** REQUIRED WORK **
From the entries below, copy every line holding the word "rope".
*** Begin section ***
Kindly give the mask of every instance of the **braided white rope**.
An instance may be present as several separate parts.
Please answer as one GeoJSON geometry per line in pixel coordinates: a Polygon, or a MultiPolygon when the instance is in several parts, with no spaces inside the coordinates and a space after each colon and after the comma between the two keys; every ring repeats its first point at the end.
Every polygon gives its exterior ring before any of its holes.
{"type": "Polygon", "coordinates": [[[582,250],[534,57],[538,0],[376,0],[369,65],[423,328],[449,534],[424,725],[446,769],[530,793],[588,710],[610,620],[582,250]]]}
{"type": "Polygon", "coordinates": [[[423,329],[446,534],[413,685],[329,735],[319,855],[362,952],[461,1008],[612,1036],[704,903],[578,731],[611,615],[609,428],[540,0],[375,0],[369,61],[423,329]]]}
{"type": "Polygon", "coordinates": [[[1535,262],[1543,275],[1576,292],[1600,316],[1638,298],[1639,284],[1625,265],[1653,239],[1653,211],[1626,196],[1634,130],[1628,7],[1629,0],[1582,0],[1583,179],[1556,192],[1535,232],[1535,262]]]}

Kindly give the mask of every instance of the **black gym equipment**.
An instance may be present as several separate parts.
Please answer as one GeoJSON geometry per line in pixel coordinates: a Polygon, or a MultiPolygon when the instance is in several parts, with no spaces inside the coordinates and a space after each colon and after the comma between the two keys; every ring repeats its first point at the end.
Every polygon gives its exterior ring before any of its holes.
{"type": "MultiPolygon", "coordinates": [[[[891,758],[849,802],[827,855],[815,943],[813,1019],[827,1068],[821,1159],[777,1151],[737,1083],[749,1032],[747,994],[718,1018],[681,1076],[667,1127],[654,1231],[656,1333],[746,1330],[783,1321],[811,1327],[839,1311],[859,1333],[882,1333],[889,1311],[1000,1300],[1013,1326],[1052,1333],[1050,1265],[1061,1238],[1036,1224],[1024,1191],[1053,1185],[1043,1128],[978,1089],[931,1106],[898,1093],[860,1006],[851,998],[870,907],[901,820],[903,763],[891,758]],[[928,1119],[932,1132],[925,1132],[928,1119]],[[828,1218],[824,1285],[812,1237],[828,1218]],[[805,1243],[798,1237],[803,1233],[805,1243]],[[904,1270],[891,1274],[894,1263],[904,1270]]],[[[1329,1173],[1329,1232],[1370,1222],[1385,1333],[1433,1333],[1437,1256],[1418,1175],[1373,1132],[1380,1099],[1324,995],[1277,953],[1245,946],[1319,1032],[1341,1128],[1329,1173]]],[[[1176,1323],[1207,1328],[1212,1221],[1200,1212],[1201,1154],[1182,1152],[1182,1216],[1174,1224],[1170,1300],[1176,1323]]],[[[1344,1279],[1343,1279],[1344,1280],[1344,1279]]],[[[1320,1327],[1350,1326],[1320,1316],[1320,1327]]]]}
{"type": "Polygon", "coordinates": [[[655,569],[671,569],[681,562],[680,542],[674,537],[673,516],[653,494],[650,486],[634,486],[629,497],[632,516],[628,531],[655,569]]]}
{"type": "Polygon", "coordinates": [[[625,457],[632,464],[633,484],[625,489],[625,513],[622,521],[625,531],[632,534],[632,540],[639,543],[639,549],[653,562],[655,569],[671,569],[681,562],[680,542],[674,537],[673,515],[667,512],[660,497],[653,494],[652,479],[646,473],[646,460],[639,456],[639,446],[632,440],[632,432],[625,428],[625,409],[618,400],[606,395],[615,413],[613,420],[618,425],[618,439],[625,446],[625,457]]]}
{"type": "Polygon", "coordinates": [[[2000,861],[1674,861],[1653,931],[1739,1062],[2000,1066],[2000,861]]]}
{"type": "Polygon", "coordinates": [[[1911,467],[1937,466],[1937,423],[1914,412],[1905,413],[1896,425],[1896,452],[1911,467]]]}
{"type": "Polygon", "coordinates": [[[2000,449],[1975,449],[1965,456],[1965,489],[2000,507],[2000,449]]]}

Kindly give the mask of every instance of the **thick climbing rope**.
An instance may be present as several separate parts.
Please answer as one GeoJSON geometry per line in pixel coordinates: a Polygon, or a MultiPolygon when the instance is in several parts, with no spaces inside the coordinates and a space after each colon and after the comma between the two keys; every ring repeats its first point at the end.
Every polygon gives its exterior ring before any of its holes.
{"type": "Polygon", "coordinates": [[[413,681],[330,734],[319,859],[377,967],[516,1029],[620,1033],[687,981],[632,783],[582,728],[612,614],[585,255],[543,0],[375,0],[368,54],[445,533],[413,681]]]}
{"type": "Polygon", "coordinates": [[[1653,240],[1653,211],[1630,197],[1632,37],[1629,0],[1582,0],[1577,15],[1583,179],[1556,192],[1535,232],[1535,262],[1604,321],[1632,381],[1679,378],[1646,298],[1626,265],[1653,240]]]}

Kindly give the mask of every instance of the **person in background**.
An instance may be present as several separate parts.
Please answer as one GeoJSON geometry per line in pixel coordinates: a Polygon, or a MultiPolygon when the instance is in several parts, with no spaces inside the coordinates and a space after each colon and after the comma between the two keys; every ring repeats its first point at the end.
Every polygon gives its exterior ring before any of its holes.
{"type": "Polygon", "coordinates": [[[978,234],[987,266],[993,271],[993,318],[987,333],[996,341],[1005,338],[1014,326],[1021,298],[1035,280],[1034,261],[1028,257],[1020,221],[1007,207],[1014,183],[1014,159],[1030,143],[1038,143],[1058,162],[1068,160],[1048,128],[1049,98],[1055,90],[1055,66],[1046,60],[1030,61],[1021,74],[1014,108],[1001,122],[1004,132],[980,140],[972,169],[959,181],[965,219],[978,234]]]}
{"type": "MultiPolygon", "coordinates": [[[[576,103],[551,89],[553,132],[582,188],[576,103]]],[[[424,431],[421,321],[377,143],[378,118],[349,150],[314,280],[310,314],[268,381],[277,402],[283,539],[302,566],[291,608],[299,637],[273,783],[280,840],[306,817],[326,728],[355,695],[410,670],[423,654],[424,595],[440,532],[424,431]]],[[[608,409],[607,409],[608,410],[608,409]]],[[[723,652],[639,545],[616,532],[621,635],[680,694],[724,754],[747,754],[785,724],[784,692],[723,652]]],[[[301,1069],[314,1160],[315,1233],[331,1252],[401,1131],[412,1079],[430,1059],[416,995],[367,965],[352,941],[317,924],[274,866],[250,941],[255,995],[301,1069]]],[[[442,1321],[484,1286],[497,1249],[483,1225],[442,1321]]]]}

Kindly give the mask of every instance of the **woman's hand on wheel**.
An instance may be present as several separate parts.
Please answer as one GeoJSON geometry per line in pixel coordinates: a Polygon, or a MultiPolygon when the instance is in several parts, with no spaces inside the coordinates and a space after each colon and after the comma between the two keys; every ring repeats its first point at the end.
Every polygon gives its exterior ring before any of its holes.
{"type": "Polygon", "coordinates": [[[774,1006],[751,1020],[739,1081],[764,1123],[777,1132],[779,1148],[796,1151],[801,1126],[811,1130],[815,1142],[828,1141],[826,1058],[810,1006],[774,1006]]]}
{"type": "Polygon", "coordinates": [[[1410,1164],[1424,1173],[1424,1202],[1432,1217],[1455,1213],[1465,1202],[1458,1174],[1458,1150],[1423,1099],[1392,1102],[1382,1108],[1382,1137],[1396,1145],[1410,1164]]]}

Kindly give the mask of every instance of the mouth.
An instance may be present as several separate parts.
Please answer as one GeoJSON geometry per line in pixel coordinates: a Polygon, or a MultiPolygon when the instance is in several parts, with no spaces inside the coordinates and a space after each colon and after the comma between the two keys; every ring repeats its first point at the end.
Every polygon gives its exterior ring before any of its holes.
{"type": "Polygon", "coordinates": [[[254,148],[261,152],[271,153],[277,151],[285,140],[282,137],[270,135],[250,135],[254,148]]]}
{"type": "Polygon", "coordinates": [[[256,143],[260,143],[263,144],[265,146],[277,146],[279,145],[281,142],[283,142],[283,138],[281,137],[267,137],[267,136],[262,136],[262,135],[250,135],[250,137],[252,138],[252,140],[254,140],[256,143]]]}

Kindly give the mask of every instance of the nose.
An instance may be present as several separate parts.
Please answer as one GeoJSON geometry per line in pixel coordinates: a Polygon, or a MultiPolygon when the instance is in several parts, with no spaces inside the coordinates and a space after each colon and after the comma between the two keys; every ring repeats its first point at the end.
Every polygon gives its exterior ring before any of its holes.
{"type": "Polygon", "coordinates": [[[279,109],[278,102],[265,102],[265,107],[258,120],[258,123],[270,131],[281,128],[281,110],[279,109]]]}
*** End section ***
** SOLUTION TO THIS TASK **
Kindly give the mask of every instance of the **braided white rope**.
Kindly give the mask of every instance of the **thick climbing rope**.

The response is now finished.